EXERCISES:
1 - Return the passage of the pet-medicine report from "Reporting Susan Koeppen" to "Bam-Bam gets sick." word for word.
2 - List every retailer that the pet-medicine report names as a place where pet medicine can be bought besides a veterinarian.
3 - Extend the pet-medicine report past its final sentence.
SUPPLIED TEXT Block Start
Reporting Susan Koeppen
PITTSBURGH (KDKA) — Do you go into sticker shock every time you need medicine for your pet? Well, consider shopping around the next time your pet gets sick.
Your veterinarian is not the only place selling the drugs you might need for Spot or Fluffy.
Bubba Snider loves his Bernese Mountain Dog, but he’s not thrilled at how much it costs when Bam-Bam gets sick.
“When we first got him, he had a weird parasite and we could not… eight months to get rid of it,” said Snider. “And he was on different medications for eight months, and it cost us a fortune.”
According to the Federal Trade Commission, Americans spend $50 billion on their pets each year; $7 billion of that is for prescription and over-the-counter pet medications.
A majority of consumers get those meds from their veterinarians.
“The only place I know to get them is at the vet, and they say, ‘Here’s what you need, and here’s the bill,’” says Snider.
But medicine for your pet can be found at plenty of retailers like Costco, 1-800-PetMeds, Target and even Giant Eagle, which means consumers can shop around.
At Target, you can get everything from Rimadyl, a pain reliever for dogs, to Heartgard. On its website, you can see all of the pet meds they offer, some for as low as $4.
“You do need to get a prescription from your veterinarian, just like you would a normal medication from your doctor,” says Megan Waltenbaugh, a Target pharmacist.
So how do prices compare?
Here’s an example, KDKA’s Susan Koeppen recently bought an antibiotic for her dog Lucy at her vet. She paid $15.80.
That same prescription at 1-800-PetMeds was $14.89 cents, including shipping and handling. At Target, it was $11 dollars. But the best deal was Giant Eagle, just $4 for the same drug.
And if you need the antibiotic Amoxicillin for your pet, at Giant Eagle, it’s free.
“My bottom line advice to people is talk to your vet about what things cost,” says Dr. Lawrence Gerson, a veterinarian. “Ask them; is there a cheaper way to buy the product?”
Dr. Gerson, a veterinarian in Point Breeze, says he sends customers to human pharmacies for pet meds all the time, but it is a hot button issue.
Remember what the pharmacist at Target said?
“You do need to get a prescription from your veterinarian,” Waltenbaugh says.
In the state of Pennsylvania, vets aren’t legally required to give you one.
SUPPLIED TEXT Block End
DATA RECORDS Block Start
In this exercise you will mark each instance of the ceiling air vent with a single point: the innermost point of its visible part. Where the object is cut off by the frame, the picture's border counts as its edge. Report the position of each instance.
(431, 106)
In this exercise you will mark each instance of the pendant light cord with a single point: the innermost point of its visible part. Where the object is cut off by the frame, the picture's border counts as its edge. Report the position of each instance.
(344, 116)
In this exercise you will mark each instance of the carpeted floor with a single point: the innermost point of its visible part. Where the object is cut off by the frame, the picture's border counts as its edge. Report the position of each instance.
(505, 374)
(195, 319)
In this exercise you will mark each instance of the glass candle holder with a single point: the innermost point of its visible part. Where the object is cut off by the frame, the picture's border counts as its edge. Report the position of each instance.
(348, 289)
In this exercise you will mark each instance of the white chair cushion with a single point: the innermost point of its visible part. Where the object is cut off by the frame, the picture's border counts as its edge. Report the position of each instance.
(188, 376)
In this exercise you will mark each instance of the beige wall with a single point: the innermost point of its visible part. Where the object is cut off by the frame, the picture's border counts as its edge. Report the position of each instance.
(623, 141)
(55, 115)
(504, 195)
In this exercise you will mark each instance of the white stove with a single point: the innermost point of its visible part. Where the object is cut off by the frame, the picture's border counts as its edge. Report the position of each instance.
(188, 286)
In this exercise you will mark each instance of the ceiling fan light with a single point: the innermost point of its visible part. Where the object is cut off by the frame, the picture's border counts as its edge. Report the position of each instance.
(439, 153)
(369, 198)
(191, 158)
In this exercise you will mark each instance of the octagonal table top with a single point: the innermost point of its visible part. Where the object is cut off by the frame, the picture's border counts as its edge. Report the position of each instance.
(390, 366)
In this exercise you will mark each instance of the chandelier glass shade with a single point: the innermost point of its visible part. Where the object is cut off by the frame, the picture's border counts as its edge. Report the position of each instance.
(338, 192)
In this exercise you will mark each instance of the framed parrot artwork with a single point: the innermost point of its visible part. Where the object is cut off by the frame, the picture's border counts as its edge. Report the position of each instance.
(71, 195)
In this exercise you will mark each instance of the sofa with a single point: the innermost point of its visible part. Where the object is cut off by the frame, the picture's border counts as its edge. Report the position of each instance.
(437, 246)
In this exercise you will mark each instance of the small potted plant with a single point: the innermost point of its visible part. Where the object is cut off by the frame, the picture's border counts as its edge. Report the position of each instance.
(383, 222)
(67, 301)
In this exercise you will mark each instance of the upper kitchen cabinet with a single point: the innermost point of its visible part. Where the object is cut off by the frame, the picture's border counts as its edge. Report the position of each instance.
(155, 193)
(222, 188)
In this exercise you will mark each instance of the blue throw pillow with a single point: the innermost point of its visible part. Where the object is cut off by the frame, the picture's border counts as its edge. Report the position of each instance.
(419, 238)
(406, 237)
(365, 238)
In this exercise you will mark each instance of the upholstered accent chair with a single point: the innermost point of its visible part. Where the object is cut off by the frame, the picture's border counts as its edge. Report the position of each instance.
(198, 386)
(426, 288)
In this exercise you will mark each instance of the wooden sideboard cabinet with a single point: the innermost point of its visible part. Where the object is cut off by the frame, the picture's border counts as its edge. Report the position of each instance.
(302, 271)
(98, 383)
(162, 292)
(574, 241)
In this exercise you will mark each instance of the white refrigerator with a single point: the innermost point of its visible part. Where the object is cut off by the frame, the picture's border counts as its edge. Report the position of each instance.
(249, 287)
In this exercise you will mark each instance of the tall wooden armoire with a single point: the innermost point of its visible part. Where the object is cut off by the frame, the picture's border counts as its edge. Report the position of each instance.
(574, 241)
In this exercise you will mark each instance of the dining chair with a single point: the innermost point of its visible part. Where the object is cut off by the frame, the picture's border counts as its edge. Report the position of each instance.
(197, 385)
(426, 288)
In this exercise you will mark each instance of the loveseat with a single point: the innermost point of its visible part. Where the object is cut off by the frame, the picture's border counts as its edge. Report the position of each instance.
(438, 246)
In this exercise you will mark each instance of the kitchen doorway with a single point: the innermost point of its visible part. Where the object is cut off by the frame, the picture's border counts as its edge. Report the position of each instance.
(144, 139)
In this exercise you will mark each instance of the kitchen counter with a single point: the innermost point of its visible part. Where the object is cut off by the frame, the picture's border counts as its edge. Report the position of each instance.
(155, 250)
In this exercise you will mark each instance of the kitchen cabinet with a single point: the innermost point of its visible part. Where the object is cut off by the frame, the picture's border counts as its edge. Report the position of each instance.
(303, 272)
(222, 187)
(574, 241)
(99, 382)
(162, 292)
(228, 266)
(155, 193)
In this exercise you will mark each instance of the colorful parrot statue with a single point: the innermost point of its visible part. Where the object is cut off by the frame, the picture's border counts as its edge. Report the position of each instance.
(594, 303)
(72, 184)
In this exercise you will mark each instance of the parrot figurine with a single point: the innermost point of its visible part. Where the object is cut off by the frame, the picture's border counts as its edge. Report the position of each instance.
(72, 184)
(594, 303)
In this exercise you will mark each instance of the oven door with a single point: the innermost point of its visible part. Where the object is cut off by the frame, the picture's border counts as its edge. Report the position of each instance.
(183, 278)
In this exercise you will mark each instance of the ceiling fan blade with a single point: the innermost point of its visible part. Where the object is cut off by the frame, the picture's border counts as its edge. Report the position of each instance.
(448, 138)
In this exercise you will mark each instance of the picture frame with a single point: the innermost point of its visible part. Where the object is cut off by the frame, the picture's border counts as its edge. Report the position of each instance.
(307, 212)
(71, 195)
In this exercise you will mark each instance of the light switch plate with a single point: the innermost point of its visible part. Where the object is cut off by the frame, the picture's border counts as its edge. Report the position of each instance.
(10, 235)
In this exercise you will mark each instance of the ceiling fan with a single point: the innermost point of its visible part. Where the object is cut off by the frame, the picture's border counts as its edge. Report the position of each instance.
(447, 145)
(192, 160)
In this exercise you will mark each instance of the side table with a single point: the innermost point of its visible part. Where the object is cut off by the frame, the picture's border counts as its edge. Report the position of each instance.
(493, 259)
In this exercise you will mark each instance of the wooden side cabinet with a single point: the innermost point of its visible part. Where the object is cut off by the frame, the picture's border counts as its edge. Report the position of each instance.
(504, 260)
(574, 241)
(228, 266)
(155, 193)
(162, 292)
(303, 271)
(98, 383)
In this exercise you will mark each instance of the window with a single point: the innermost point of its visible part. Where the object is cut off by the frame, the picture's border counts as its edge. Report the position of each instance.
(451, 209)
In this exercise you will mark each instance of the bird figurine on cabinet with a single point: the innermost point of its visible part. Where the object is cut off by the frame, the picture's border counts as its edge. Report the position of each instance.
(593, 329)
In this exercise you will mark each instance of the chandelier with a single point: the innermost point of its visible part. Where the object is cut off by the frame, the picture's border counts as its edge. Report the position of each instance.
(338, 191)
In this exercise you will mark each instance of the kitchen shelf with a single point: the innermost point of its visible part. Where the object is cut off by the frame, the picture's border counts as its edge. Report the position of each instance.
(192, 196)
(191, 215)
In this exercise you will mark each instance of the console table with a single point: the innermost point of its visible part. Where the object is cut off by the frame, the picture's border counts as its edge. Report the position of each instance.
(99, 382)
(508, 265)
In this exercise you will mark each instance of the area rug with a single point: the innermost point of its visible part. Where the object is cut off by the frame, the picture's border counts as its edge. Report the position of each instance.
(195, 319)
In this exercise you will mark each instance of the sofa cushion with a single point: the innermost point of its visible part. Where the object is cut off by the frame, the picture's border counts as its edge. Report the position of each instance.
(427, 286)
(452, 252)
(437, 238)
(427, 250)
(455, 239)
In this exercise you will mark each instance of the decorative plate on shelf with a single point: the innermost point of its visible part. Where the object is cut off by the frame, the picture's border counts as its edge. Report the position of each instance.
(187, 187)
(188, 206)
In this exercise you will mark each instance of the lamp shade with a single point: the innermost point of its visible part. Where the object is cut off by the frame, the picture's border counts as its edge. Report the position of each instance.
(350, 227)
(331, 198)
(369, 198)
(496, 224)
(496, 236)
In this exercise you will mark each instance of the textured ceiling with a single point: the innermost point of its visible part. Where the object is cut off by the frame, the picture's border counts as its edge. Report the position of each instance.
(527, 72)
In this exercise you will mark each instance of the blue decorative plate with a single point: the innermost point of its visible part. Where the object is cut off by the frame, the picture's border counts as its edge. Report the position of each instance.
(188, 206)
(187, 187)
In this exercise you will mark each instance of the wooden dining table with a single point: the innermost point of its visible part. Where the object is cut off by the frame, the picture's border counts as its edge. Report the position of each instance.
DATA RECORDS Block End
TASK ANSWERS:
1 -
Reporting Susan Koeppen
PITTSBURGH (KDKA) — Do you go into sticker shock every time you need medicine for your pet? Well, consider shopping around the next time your pet gets sick.
Your veterinarian is not the only place selling the drugs you might need for Spot or Fluffy.
Bubba Snider loves his Bernese Mountain Dog, but he’s not thrilled at how much it costs when Bam-Bam gets sick.

2 -
Costco
1-800-PetMeds
Target
Giant Eagle

3 -
“There are some vets that will not write a prescription to get the product elsewhere,” says Dr. Gerson.
Proposed federal regulation would change that. House Bill 1406 would require veterinarians to provide clients with prescriptions for all pet medications.
Even the Federal Trade Commission is examining the issue, and just held a public forum on the topic.
Veterinarians and the American Veterinary Medical Association have concerns about retailers offering pet medications, including inappropriate counseling, dosing and substitutions by pharmacists and the failure of pet owners to fill the prescriptions.
“I’ve had one animal, he didn’t die but he got sick when they didn’t fill the prescription properly,” says Dr. Gerson.
There is no doubt that competition in the market can affect prices and benefit consumers.
Here’s another example to consider, Metoclopramide is a common drug used for nausea and vomiting in pets.
At Target, it’s $15.99 cents for 30 five milligram tablets. At 1-800-PetMeds, the price is $12.79 including shipping. And Costco has it for $7.79 cents.
Snider wants the best for Bam-Bam, but he likes what shopping around will mean for his wallet, too.
“I would love to shop around,” Snider says. “I know that when we take him to the vet we are going to need some skin medicine and they are going to hand me something, and now I can say wait a minute let me shop the price.”
When buying any pet medications online, experts say make sure the pharmacy has the Vet-VIPPS logo, which means it’s a vet-verified pharmacy and it follows federal and state requirements.